------ Provided records

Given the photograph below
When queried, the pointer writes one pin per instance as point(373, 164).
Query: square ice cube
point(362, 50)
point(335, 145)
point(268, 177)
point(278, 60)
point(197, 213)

------------

Directions: Down to the last line, reproduce the entries above precisely.

Solution to this task:
Given the photograph below
When queried, the pointer writes one pin per instance as point(373, 164).
Query: square ice cube
point(362, 50)
point(335, 145)
point(268, 177)
point(278, 60)
point(197, 213)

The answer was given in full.